O que fazer - Selecione todas as linhas que contêm a palavra "shorts". Diferencie maiúsculas de minúsculas.

Linhas fornecidas -
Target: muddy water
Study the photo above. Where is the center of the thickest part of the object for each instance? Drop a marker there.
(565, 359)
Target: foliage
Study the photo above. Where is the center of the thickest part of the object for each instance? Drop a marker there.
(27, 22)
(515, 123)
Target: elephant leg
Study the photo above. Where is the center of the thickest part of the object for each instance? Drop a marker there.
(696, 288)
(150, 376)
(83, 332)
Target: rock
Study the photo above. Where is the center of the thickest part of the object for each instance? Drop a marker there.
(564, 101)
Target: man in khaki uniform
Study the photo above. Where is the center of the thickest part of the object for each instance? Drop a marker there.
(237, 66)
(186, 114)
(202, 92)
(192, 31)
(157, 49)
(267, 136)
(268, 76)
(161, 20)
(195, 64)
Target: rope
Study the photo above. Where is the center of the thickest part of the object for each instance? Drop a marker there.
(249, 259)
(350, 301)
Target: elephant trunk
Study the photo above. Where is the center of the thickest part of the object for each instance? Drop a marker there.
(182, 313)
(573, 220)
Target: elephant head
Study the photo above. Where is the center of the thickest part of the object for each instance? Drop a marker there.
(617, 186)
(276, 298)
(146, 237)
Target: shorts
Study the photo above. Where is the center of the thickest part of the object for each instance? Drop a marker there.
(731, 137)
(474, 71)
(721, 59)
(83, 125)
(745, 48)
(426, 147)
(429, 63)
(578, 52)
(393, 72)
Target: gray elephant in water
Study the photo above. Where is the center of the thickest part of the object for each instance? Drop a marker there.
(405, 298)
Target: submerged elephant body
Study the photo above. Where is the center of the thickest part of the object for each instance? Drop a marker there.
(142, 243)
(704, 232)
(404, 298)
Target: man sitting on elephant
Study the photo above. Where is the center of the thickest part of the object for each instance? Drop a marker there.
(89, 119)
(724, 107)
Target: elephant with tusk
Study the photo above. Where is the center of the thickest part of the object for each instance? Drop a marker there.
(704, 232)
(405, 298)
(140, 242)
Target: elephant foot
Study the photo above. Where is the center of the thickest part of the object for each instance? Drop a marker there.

--

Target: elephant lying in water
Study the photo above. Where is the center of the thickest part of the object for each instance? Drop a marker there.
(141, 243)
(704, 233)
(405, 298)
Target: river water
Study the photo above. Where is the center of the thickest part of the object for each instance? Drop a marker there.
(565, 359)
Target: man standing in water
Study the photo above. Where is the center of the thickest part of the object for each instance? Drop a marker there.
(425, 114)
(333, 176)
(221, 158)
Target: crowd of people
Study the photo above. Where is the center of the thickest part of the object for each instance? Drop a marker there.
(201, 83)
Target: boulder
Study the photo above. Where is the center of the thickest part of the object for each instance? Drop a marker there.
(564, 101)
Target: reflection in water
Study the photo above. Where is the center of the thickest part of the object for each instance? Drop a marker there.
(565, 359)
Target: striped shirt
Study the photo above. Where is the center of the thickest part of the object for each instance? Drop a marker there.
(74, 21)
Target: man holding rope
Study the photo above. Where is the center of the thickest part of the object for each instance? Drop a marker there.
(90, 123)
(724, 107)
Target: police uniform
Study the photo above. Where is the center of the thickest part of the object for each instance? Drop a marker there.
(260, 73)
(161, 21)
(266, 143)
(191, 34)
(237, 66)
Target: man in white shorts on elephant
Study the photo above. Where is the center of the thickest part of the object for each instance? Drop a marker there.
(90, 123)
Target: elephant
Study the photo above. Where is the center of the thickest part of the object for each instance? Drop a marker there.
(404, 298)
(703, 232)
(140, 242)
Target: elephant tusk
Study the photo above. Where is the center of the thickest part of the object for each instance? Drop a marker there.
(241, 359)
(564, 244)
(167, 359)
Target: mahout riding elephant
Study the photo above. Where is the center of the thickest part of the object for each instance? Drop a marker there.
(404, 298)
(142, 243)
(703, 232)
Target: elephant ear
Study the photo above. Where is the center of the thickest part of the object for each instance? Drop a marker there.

--

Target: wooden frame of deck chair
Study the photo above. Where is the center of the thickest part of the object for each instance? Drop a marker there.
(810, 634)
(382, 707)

Resposta -
Target: shorts
Target: man in white shorts on elephant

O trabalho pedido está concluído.